• [SHORT PROBLEM] Please copy the records from the line with "search: wooden chair" through the end of the records, swapping "JSON array" for "JSON list" and keeping everything else unchanged.

• [ROWS]
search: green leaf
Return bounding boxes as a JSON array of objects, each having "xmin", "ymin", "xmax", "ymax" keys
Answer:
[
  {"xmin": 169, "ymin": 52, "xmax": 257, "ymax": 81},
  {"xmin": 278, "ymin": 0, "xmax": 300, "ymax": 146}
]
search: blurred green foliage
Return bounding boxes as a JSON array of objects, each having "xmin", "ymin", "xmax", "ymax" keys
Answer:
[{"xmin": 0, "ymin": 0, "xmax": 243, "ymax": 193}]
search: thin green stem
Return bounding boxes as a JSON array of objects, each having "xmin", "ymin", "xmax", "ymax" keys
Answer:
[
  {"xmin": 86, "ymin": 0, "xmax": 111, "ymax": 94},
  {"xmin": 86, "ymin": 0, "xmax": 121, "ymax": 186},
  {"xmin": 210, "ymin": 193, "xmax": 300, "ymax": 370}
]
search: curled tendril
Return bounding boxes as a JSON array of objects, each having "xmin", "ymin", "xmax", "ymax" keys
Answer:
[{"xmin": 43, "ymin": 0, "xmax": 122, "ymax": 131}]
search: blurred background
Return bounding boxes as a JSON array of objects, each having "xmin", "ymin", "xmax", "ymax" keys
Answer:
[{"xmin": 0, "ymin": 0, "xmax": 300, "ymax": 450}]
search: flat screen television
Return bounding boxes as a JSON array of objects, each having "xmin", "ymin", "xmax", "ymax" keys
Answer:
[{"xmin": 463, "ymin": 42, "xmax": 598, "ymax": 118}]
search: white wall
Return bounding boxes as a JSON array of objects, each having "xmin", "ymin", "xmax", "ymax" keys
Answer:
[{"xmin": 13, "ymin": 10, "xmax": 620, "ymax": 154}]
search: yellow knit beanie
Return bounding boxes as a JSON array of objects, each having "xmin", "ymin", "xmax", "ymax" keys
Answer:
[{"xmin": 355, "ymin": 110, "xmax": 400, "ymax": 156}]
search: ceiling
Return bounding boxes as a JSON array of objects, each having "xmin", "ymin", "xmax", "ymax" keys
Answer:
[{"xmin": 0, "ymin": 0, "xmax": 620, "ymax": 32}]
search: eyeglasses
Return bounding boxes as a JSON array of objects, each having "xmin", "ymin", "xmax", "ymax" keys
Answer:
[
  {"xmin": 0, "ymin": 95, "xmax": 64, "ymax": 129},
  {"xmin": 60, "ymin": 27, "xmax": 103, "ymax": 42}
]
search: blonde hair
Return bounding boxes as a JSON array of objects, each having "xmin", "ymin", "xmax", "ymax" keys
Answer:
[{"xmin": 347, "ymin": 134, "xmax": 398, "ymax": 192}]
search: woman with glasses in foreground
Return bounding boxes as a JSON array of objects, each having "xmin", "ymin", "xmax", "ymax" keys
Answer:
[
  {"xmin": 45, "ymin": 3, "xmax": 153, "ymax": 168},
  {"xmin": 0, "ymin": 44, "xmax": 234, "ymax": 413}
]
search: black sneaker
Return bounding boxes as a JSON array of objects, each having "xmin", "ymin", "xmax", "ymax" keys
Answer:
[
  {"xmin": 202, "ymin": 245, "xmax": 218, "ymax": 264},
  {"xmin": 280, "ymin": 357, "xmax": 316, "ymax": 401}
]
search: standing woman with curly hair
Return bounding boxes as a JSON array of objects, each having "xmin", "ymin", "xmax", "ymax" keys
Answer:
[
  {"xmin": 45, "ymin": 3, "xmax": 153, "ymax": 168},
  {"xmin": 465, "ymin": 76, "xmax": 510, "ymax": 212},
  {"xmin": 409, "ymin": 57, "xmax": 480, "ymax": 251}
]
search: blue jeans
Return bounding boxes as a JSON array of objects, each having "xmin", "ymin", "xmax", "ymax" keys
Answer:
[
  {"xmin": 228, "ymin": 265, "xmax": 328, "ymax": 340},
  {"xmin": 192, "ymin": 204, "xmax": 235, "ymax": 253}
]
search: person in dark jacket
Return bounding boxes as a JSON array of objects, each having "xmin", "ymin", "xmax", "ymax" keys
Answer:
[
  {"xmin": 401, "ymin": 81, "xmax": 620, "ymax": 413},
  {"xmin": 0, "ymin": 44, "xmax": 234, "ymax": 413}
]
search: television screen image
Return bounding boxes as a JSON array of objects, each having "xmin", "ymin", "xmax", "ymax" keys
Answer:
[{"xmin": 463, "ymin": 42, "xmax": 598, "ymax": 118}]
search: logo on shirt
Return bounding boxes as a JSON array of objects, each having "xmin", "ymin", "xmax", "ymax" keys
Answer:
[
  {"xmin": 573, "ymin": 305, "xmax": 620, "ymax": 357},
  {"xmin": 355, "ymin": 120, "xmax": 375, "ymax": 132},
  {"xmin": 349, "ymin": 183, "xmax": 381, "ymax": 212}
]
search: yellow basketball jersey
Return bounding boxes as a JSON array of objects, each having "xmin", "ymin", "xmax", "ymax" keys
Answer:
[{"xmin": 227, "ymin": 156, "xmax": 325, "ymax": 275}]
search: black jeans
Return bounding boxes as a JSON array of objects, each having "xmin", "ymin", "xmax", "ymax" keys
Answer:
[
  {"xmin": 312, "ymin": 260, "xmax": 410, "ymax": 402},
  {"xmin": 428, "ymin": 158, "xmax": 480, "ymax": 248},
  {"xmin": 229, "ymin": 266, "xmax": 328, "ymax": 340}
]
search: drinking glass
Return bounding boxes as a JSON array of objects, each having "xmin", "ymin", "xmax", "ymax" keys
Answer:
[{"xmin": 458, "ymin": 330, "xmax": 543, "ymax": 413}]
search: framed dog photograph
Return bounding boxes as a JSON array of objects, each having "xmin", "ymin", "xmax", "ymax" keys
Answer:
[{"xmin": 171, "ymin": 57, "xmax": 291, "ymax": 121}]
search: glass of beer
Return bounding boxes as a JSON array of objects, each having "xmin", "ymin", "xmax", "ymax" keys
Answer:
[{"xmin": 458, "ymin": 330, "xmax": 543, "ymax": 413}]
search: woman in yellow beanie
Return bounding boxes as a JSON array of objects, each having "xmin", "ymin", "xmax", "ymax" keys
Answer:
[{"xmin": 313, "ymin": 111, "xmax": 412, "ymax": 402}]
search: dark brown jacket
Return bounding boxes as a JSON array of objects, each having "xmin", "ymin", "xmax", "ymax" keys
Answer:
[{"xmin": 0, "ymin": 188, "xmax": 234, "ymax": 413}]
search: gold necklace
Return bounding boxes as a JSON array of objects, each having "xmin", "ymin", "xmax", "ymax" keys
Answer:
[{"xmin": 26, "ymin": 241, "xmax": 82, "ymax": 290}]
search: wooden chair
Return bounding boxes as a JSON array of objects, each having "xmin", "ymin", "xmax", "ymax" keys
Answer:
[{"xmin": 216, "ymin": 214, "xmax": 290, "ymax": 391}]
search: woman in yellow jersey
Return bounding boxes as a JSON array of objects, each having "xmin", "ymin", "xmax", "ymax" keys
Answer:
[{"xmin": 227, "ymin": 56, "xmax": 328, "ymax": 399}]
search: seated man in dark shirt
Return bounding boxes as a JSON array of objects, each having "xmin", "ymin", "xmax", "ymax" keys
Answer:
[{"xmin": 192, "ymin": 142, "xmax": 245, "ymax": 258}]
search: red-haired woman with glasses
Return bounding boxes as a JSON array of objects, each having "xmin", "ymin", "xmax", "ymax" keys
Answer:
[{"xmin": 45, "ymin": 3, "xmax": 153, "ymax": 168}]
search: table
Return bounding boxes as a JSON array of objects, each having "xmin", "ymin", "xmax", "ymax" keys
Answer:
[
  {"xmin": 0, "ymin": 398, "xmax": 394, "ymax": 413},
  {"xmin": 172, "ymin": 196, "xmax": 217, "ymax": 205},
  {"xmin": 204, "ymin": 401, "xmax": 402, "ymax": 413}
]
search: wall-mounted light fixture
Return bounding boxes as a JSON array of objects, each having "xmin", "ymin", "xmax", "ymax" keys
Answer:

• [RESULT]
search: wooden chair
Return bounding boxes as a JSON list of objects, each having "xmin", "ymin", "xmax", "ymax" keys
Answer:
[{"xmin": 216, "ymin": 214, "xmax": 290, "ymax": 391}]
search: woman in yellow jersey
Return bounding boxes as a JSON list of objects, each having "xmin", "ymin", "xmax", "ymax" keys
Answer:
[{"xmin": 227, "ymin": 56, "xmax": 328, "ymax": 399}]
search: seated man in dark shirt
Return bounding boxes as a JSON list of objects, each having "xmin", "ymin", "xmax", "ymax" keys
Answer:
[{"xmin": 192, "ymin": 142, "xmax": 245, "ymax": 258}]
search: red-haired woman with glasses
Return bounding boxes as a JSON list of objects, each having "xmin", "ymin", "xmax", "ymax" keys
Answer:
[{"xmin": 45, "ymin": 3, "xmax": 153, "ymax": 168}]
search: table
Return bounding boxes as a JSON list of objects, each having "xmin", "ymin", "xmax", "ymax" keys
Answer:
[
  {"xmin": 0, "ymin": 398, "xmax": 394, "ymax": 413},
  {"xmin": 172, "ymin": 196, "xmax": 217, "ymax": 205},
  {"xmin": 204, "ymin": 401, "xmax": 402, "ymax": 413}
]
search: wall-mounted light fixture
Return bounding boxes as a JSON list of objects, each having "xmin", "ymin", "xmax", "ymax" keys
Answer:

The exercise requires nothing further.